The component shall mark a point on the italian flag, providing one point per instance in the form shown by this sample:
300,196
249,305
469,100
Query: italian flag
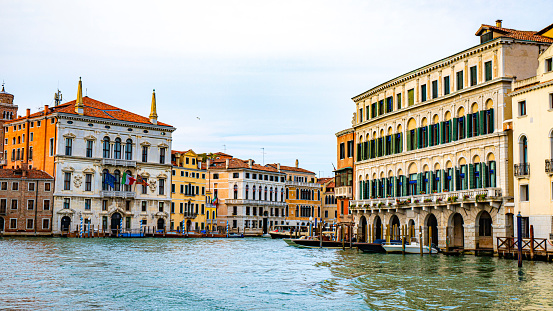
127,179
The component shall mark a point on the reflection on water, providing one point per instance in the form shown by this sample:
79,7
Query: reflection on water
255,274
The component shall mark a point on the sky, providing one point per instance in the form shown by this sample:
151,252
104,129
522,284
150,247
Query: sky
265,80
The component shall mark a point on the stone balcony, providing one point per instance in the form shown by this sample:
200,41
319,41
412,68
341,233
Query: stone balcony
254,202
344,192
118,162
432,199
118,194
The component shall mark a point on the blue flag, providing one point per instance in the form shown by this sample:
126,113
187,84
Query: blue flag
110,180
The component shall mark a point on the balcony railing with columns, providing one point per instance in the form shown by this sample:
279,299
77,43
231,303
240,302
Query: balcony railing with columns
442,198
522,170
118,194
119,162
253,202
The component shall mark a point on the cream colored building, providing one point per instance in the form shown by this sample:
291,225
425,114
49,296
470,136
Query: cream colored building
430,146
532,124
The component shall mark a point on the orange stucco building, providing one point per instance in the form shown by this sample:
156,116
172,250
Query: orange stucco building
344,173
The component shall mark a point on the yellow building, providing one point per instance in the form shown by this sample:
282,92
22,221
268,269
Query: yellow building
532,124
188,193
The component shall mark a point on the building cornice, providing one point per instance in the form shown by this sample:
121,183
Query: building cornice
442,63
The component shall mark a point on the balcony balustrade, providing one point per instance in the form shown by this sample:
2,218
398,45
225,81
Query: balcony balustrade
118,194
549,167
442,198
344,191
119,162
522,170
253,202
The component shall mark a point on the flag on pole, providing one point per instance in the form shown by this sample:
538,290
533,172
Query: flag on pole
110,180
140,181
127,179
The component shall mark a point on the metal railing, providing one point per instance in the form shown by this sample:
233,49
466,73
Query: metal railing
522,169
118,194
451,197
119,162
549,167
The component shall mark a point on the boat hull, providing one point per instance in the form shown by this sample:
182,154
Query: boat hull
370,247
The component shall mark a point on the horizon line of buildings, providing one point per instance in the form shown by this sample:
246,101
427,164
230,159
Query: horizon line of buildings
86,165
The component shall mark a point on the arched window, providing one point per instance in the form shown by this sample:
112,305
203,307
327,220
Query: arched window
128,187
128,150
105,186
117,175
117,149
106,148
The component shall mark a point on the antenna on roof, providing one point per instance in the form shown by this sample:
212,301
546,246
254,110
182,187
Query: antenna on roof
57,98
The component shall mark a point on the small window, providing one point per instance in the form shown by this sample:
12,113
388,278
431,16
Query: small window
473,76
488,70
549,65
524,193
522,108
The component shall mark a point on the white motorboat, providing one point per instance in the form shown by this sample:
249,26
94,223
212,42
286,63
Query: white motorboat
411,248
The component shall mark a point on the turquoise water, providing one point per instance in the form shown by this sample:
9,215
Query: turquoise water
255,274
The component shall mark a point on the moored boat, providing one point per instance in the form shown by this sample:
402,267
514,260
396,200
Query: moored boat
411,248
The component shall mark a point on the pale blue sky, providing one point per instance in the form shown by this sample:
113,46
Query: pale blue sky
277,75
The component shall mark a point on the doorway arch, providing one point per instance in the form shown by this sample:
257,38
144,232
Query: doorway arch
363,233
485,231
160,224
65,223
457,237
116,223
377,228
432,222
394,227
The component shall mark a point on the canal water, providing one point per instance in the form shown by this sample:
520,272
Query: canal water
255,274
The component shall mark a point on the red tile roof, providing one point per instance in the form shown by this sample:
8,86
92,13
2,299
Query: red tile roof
18,173
96,109
515,34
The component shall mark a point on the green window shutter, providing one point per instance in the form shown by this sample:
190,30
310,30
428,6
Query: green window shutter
484,173
481,120
454,127
400,142
490,122
394,186
471,176
493,173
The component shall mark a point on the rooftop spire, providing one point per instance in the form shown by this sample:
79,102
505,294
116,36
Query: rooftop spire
153,112
79,108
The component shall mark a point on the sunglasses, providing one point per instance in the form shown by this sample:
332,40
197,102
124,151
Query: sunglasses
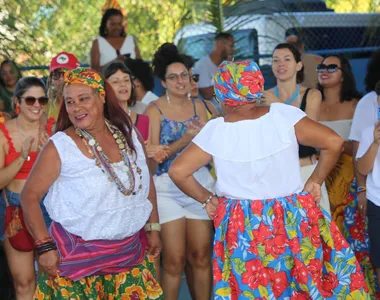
56,75
330,68
175,77
195,77
31,100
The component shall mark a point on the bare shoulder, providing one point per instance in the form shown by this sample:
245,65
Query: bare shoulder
152,110
354,103
314,95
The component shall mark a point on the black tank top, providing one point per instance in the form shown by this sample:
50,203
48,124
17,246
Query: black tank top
305,151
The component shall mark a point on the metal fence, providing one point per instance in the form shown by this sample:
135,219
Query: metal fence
258,26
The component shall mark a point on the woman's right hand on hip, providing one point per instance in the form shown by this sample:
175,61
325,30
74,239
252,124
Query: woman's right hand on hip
49,261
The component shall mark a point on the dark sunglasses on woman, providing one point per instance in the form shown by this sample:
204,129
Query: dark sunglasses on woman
31,100
195,77
330,68
56,75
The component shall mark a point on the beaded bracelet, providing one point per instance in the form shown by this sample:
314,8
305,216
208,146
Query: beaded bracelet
361,189
208,200
45,247
43,240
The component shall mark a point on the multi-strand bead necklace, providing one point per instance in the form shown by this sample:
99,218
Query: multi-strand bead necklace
108,168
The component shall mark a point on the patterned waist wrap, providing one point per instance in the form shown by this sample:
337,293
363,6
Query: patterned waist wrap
80,258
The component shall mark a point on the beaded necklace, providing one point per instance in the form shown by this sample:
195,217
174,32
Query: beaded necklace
108,168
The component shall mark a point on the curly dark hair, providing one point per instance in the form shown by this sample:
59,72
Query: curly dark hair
142,71
296,55
166,55
109,13
348,90
15,68
373,73
111,68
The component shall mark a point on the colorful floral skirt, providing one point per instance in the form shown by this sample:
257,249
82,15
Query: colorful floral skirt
355,230
338,184
137,283
283,248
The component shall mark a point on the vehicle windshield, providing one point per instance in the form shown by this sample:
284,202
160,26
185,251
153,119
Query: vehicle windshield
201,45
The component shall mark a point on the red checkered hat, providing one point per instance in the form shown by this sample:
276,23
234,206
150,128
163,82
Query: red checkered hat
64,60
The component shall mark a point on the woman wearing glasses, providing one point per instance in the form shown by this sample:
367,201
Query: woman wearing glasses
288,69
20,142
339,99
186,228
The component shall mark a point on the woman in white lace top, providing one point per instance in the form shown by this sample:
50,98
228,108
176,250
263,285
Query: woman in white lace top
100,198
271,239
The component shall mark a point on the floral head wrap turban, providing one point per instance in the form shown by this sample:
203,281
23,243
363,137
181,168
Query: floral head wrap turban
238,83
85,76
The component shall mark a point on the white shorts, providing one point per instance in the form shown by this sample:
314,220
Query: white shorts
306,172
173,204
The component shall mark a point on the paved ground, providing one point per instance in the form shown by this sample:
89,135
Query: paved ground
184,291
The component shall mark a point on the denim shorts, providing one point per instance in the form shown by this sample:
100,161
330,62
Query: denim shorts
14,199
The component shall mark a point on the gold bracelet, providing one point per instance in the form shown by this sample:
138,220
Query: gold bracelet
208,200
152,227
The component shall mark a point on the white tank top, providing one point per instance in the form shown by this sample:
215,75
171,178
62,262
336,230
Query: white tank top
108,53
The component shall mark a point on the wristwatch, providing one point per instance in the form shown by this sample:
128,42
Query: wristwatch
152,227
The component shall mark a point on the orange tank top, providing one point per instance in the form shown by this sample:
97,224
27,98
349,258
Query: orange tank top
12,155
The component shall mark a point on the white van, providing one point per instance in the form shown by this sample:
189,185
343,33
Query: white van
257,35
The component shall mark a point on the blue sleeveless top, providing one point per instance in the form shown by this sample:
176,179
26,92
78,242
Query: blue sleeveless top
172,131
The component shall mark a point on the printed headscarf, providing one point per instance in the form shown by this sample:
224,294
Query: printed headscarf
238,83
87,77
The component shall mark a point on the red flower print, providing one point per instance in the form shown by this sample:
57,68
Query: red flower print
361,255
306,201
237,218
276,245
357,281
222,88
315,270
262,233
217,272
339,241
328,284
300,295
299,271
231,239
278,210
255,274
235,291
254,81
279,281
314,213
226,76
294,245
311,232
220,213
253,248
326,252
257,207
357,232
219,249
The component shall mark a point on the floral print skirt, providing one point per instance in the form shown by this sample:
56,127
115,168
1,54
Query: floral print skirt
283,248
355,230
137,283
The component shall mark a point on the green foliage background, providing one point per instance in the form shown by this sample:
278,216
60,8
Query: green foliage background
33,31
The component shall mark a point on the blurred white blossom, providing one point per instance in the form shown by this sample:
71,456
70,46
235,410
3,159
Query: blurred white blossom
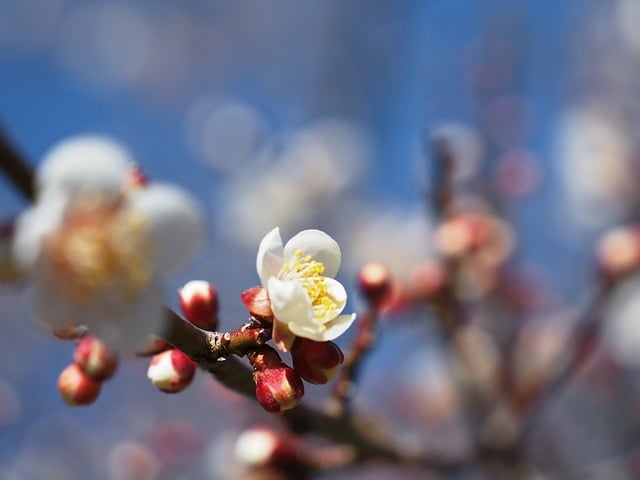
96,249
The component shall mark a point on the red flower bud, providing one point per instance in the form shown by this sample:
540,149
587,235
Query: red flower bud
257,302
316,362
76,387
136,178
374,281
618,251
199,302
171,371
95,358
278,388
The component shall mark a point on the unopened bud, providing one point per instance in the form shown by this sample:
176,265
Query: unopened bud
171,371
460,235
76,387
264,447
279,388
618,251
95,358
316,362
199,302
257,302
374,281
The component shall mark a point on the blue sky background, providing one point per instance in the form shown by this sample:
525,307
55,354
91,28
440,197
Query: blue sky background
395,68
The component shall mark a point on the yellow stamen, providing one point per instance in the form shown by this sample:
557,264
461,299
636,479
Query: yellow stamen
99,248
309,272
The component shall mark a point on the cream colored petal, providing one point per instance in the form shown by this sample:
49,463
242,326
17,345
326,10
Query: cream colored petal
282,336
320,246
86,164
176,225
324,333
338,326
289,302
32,228
337,294
269,258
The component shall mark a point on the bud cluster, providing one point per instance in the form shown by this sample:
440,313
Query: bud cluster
278,386
170,370
93,363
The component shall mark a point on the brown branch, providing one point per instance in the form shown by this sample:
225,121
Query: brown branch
19,173
344,387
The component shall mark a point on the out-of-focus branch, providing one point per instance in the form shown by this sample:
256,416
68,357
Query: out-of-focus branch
586,333
214,352
19,173
344,387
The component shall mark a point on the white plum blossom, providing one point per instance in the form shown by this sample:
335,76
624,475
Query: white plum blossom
96,247
305,298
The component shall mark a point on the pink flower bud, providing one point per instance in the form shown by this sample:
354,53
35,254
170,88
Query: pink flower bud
199,302
279,388
257,302
77,388
95,358
316,362
69,331
374,281
264,447
171,371
135,178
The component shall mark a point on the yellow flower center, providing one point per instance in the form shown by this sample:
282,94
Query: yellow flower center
99,248
309,272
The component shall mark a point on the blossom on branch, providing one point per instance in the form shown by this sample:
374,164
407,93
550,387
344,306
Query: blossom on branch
96,245
305,298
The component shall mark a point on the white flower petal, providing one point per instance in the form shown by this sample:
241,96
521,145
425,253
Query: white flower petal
338,326
269,258
175,222
33,226
289,301
87,164
310,331
320,246
337,294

--------------------------------

Stated problem: Quote verbatim the stretch of entries from the line containing "The component shall mark a point on the white flower" through the end of the entries.

Exercise result:
The component shall mark a point on the white flower petal, providing one point per instance in the form shown by this sample:
241,96
521,145
425,253
Query: white flower petal
338,326
269,258
175,222
33,226
289,301
87,164
310,331
320,246
337,294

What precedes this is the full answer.